(Selected text):
::::::

India and Nepal share a 1,800 km (1,118-mile) open border. The Lipulekh Pass is claimed by Nepal based on the 1816 Treaty of Sugauli it entered with the British colonial rulers to define its western border with India. New Delhi reads the treaty differently.
Kathmandu also claims the highly strategic areas of Limpiyadhura and Kalapani, although Indian troops have been deployed there since New Delhi fought a war with China in 1962. It is crucial to India since the Lipulekh pass is a strip of land situated at the India, China and Nepal tri-junction or where the borders of the three countries intersect.
The spark was lit after a new road was inaugurated on May 8 by Indian Defence Minister Rajnath Singh connecting the Lipulekh pass in Uttarakhand with Kailash Mansarovar route in China, Nepal has protested and is also considering putting up a security post in the area. India’s foreign office (MEA) spokesman says the road “lies completely within the territory of India”.
“Under the present project, the same road has been made pliable for the ease and convenience of pilgrims, locals, and traders,” the foreign ministry said.
Ruling Nepal Communist Party lawmakers have tabled a special resolution in Parliament demanding the “return of Nepal’s territory in Kalapani, Limpiyadhura, and Lipulekh.”
The Lipulekh pass is a far western point near Kalapani, an alleged “disputed” border area between Nepal and India. Both India and Nepal claim Kalapani as an integral part of their territory. India claims it a part of Uttarakhand’s Pithoragarh district, while Nepal sees the part as Dharchula district.

::::::

(Records supplied):
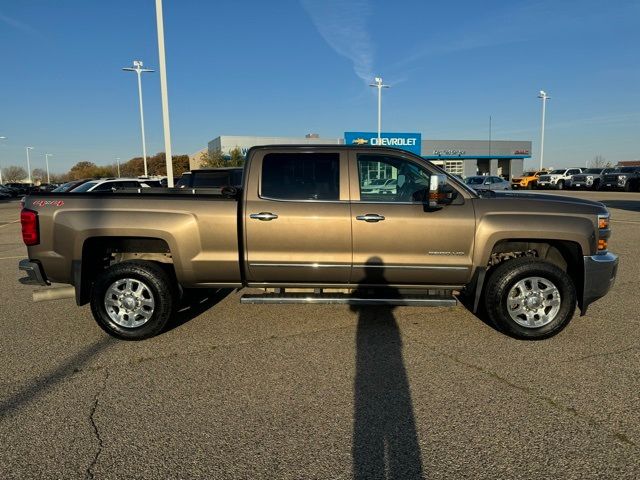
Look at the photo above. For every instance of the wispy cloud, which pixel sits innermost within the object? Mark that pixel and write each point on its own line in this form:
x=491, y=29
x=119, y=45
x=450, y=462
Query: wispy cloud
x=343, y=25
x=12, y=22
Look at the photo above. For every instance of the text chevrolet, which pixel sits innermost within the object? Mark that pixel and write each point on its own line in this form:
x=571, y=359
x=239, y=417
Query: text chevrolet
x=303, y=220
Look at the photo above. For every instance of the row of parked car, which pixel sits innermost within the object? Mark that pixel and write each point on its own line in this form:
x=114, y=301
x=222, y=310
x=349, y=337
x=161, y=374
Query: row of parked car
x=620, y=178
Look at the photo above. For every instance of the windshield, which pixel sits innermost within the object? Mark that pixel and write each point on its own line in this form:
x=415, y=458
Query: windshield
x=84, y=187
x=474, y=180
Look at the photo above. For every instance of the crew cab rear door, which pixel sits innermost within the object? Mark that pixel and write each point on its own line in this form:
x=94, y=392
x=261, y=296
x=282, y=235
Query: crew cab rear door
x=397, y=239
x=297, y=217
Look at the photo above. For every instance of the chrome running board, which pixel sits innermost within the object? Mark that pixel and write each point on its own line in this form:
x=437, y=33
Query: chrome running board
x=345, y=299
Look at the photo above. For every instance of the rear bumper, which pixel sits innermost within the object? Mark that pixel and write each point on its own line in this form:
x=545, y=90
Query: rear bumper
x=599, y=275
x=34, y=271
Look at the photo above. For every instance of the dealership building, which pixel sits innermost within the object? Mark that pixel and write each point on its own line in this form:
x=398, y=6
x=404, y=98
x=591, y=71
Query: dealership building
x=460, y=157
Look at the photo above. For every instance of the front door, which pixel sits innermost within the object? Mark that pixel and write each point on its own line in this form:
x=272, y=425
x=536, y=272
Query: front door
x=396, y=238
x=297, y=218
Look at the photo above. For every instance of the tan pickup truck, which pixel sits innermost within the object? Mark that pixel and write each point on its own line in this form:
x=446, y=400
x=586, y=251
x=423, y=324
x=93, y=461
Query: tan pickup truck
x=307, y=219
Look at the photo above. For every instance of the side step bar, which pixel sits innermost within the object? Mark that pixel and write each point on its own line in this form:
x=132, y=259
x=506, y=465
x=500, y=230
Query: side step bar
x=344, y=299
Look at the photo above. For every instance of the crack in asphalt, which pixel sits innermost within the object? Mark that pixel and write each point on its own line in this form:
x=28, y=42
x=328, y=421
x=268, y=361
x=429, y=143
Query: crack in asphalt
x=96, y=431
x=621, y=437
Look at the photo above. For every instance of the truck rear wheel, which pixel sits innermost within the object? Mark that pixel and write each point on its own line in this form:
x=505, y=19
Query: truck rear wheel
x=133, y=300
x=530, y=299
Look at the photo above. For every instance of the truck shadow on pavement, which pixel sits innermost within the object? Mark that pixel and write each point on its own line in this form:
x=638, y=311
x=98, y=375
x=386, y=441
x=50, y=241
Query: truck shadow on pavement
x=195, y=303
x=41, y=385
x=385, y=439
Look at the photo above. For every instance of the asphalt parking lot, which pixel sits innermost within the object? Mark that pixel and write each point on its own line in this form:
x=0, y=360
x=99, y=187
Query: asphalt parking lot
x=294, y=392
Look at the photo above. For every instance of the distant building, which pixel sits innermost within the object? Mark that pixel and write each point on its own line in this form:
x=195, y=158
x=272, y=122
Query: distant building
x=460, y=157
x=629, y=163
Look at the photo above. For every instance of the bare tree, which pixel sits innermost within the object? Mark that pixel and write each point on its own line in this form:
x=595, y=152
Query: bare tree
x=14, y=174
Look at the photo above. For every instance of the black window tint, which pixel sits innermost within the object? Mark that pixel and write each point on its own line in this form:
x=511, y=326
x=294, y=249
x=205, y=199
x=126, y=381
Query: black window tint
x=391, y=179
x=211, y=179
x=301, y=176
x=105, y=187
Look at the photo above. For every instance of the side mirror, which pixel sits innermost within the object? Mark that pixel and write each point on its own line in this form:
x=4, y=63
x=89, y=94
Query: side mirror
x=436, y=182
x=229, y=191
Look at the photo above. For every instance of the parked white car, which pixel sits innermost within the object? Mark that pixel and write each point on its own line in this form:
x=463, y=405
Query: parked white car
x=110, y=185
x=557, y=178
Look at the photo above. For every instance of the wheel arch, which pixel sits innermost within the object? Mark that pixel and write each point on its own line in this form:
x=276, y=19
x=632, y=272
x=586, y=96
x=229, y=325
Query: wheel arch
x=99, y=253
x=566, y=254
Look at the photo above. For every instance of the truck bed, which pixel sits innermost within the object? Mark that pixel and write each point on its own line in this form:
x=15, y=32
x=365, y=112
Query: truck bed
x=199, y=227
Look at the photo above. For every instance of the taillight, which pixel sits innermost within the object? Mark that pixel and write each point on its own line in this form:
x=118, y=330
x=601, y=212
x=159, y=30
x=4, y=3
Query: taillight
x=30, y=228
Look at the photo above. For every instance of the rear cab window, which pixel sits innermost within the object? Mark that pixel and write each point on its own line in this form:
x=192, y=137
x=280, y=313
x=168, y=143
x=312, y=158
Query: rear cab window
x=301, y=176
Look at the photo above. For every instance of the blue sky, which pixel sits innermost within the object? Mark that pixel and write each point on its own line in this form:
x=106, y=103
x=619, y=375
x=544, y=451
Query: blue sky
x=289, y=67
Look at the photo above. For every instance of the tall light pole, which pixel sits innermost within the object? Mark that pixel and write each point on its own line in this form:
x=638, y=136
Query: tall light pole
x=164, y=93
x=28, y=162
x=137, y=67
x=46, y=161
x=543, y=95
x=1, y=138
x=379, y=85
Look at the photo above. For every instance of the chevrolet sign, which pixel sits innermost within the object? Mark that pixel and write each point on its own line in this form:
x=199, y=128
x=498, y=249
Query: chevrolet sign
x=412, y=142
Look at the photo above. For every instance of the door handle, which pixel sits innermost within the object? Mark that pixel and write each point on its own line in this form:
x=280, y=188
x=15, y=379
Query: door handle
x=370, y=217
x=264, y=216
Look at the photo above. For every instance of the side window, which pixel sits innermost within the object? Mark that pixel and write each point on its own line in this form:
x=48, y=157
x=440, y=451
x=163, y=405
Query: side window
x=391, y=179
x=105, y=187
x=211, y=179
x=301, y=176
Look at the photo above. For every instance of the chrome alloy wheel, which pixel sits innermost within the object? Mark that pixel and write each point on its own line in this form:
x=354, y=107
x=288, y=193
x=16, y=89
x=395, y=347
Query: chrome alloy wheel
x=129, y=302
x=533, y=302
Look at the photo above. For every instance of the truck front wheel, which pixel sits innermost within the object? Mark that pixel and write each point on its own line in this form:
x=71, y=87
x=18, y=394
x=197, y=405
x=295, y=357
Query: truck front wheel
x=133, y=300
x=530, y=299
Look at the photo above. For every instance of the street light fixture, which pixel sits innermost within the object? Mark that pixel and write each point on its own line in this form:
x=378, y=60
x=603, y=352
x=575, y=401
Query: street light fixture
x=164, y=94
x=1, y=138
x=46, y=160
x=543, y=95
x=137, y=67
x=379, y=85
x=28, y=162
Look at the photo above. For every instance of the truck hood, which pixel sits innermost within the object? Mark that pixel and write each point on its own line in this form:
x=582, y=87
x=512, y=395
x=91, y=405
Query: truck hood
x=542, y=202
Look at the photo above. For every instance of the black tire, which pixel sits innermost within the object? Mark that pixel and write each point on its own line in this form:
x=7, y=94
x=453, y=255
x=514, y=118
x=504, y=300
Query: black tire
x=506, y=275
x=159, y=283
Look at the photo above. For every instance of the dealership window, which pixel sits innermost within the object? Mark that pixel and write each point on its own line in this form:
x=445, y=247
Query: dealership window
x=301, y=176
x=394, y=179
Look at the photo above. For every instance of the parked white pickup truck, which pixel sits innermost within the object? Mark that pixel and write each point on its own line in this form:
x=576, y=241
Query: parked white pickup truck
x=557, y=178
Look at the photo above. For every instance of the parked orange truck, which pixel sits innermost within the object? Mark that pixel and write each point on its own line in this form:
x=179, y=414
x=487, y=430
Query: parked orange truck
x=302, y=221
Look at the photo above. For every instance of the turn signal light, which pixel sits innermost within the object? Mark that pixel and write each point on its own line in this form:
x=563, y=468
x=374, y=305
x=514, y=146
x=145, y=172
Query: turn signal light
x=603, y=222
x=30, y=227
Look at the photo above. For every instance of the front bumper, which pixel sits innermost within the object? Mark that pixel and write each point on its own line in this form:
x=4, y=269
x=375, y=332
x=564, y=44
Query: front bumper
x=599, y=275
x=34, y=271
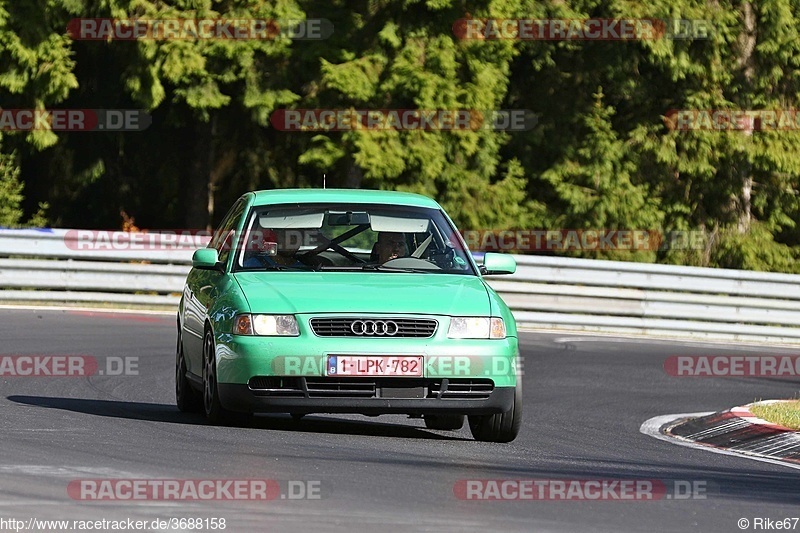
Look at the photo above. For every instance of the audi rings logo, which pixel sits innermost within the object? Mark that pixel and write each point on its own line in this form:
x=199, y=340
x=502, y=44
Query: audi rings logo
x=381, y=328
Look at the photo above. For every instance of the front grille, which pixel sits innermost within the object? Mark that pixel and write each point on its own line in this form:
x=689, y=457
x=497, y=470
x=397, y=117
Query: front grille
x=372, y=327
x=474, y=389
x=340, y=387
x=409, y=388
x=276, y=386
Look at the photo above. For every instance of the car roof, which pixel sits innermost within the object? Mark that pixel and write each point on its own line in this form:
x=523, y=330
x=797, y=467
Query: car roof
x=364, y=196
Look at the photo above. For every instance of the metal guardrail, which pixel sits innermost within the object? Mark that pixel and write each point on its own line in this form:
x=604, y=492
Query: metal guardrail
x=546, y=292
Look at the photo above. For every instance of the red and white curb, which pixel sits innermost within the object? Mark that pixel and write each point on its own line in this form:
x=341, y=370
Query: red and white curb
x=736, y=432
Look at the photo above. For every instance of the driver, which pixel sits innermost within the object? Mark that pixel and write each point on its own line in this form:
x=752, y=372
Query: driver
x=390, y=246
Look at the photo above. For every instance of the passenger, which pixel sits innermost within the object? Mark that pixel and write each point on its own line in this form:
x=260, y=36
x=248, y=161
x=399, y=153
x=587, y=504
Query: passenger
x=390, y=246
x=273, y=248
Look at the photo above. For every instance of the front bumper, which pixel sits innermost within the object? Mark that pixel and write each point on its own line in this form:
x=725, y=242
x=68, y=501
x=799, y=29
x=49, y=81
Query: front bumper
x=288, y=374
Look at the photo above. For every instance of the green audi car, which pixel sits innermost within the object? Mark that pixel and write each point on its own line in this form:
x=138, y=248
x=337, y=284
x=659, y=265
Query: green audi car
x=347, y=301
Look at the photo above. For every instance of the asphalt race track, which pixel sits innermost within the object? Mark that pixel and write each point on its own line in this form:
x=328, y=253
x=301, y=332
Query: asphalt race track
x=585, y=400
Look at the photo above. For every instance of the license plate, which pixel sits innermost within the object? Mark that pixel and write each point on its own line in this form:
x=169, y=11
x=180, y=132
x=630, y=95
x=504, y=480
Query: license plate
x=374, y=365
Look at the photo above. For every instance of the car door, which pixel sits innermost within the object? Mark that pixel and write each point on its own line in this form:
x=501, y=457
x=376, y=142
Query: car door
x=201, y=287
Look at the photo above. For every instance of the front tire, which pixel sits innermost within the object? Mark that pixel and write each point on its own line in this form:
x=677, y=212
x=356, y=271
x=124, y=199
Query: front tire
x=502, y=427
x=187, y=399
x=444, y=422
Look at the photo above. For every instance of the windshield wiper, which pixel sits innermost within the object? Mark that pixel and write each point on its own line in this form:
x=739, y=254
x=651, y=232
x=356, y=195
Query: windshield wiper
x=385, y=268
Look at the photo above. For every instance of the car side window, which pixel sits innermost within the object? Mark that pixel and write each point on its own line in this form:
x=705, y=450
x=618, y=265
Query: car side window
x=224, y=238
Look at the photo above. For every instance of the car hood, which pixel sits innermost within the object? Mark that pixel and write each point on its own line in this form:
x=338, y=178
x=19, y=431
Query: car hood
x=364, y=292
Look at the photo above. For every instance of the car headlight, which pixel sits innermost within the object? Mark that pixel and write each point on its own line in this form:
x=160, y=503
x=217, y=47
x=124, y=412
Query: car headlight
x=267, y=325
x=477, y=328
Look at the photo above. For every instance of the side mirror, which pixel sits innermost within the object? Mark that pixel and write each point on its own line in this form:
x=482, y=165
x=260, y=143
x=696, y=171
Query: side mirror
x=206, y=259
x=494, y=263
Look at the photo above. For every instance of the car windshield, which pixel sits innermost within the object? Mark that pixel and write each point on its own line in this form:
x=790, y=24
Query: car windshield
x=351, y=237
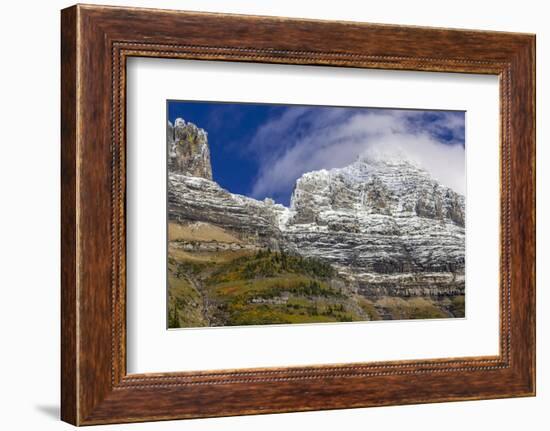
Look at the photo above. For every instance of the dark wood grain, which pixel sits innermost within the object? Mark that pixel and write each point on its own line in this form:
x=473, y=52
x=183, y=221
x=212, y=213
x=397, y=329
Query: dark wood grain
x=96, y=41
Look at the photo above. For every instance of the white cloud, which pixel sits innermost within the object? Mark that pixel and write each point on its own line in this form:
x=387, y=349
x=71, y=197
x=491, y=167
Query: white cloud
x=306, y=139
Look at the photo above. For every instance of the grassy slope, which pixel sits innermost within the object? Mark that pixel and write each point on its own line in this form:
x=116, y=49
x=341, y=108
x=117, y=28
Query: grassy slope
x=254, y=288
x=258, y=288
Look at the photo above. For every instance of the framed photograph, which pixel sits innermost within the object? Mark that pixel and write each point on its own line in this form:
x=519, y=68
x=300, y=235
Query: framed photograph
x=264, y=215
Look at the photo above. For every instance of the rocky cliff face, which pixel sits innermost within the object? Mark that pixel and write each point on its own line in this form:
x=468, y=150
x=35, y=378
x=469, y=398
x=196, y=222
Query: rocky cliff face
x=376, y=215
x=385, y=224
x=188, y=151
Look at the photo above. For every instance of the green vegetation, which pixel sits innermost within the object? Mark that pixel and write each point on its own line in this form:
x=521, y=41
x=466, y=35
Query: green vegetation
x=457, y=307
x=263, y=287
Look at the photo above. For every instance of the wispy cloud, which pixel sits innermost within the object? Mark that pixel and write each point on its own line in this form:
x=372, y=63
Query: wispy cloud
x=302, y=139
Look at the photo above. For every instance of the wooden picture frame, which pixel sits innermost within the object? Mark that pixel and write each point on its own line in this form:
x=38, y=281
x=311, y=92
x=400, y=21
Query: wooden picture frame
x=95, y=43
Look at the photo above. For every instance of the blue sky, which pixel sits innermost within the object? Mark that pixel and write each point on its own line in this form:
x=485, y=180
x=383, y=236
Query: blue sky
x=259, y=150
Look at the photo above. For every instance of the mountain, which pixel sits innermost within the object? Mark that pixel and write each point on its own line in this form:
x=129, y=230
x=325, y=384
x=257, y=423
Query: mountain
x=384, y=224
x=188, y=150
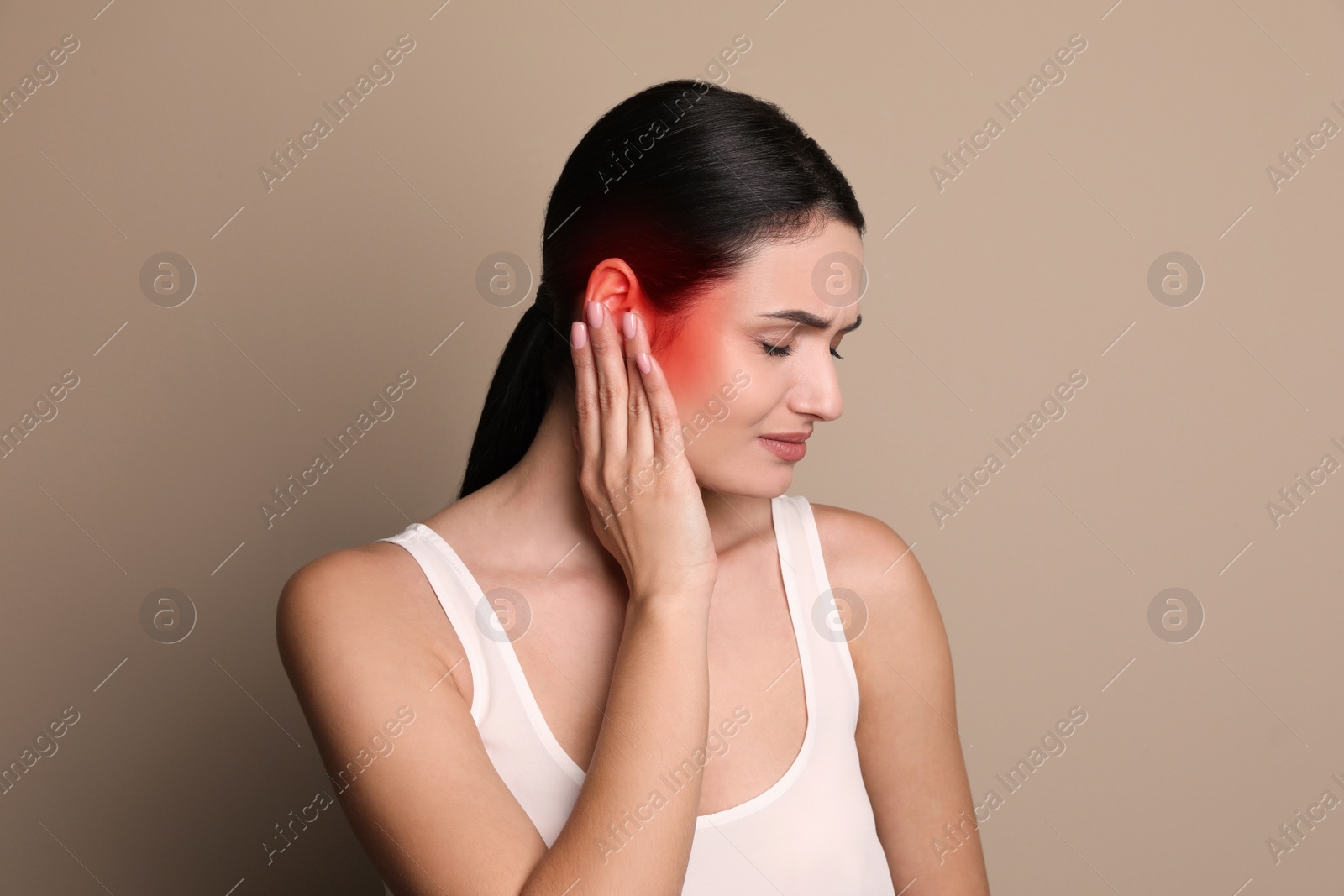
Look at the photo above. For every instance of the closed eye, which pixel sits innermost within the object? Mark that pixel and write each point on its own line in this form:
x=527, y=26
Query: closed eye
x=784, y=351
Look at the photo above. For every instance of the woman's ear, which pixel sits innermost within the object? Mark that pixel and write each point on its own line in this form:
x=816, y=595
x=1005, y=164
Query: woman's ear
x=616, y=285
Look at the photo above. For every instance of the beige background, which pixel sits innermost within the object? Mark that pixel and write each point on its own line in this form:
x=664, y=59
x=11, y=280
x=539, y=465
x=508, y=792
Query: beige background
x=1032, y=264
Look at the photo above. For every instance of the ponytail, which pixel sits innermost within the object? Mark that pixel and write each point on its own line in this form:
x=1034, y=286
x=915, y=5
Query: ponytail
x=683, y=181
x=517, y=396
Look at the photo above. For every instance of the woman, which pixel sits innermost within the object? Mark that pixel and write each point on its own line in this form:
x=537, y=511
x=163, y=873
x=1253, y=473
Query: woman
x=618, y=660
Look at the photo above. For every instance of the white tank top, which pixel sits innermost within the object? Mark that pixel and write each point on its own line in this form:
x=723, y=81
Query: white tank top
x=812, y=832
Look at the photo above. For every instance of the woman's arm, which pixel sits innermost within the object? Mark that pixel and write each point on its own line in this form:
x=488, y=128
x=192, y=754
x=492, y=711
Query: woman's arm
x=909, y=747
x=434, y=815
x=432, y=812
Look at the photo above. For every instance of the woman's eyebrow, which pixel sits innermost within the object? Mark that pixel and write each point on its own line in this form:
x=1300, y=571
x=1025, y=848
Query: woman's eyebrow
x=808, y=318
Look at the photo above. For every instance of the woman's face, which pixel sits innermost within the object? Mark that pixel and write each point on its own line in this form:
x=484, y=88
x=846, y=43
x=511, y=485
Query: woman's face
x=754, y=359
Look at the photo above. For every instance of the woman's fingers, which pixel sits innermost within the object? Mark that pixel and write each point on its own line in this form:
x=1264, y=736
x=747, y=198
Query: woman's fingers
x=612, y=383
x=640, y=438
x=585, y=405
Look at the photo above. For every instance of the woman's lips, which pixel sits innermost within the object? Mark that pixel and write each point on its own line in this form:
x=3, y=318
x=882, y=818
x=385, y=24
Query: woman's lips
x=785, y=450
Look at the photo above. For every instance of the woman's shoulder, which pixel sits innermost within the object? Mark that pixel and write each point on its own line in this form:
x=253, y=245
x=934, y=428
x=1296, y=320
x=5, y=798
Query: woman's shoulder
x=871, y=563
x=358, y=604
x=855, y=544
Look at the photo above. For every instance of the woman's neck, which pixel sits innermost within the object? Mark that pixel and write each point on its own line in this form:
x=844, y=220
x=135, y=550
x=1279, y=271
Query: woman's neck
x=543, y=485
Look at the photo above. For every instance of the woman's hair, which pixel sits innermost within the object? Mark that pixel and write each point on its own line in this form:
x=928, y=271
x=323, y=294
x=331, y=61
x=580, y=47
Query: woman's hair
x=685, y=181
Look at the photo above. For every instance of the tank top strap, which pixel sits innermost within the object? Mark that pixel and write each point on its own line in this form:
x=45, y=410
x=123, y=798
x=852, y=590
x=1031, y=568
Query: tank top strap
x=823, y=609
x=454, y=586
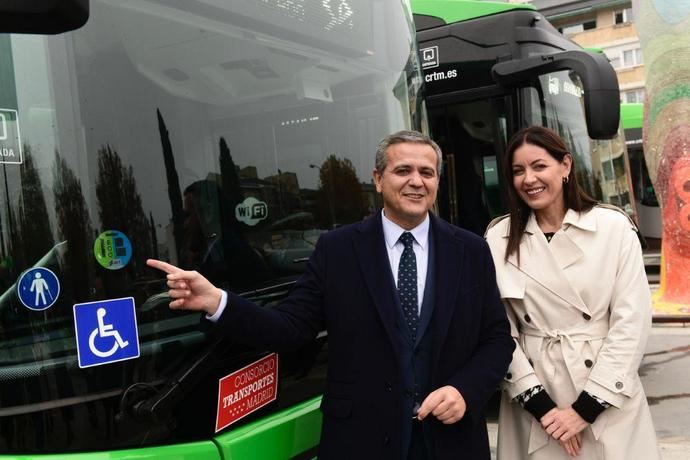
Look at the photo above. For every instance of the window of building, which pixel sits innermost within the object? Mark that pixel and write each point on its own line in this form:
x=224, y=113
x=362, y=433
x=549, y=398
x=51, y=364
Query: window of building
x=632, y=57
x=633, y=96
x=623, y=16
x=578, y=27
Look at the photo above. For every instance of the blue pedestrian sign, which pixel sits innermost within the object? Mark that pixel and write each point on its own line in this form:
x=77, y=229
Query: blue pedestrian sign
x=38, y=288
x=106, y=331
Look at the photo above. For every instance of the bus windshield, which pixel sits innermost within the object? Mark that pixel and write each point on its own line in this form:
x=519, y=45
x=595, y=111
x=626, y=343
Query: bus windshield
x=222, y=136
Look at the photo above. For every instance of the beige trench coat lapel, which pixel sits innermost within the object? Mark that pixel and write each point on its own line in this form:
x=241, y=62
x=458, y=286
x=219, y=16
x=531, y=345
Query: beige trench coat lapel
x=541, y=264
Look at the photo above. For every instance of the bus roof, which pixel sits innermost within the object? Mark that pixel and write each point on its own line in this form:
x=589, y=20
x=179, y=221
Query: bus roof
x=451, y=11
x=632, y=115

::::::

Answer these questions from the text on the Lipulekh Pass dispute.
1. How long is the open border that India and Nepal share?
2. Who inaugurated the new road on May 8?
3. In which district does India place Kalapani?

1. 1,800 km (1,118 miles)
2. Indian Defence Minister Rajnath Singh
3. Uttarakhand's Pithoragarh district